== Problem to work on ==
Show every line of the data that includes the word "answer".

== Data ==
◆ ◆ ◆

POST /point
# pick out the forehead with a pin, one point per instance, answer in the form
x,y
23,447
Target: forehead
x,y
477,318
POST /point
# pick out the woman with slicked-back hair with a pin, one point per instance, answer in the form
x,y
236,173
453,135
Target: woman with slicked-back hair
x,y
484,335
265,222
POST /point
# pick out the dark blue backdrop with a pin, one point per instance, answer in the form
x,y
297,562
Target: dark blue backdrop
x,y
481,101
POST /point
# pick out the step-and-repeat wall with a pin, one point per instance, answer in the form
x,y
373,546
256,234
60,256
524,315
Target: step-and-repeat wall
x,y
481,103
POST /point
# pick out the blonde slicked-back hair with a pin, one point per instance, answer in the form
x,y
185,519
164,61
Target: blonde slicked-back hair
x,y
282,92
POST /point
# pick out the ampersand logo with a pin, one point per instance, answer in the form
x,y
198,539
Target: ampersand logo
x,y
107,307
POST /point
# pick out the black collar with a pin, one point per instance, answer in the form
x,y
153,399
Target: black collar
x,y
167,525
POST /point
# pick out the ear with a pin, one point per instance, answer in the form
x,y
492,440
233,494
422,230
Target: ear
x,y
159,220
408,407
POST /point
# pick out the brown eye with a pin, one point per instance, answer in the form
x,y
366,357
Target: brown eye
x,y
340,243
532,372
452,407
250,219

◆ ◆ ◆

== Solution for this problem ==
# pick out the forehead with a pin, one point per instance, answer in the form
# pick out the woman with slicked-back hair with a pin, one point per instance, answer in the form
# pick out the dark blue backdrop with a pin, one point per instance, answer in the form
# pick out the step-and-repeat wall with a pin, one point per instance, answer in the form
# pick out the blonde slicked-back hair with a pin, one point per instance, answer in the form
# pick out the ampersand logo with a pin, one point per instance, answer in the form
# pick out the black collar with a pin, one point per instance, answer in the form
# pick out the ear with a pin, one point per instance, answer in the form
# pick out the brown eye with a pin, one point per instance, answer in the form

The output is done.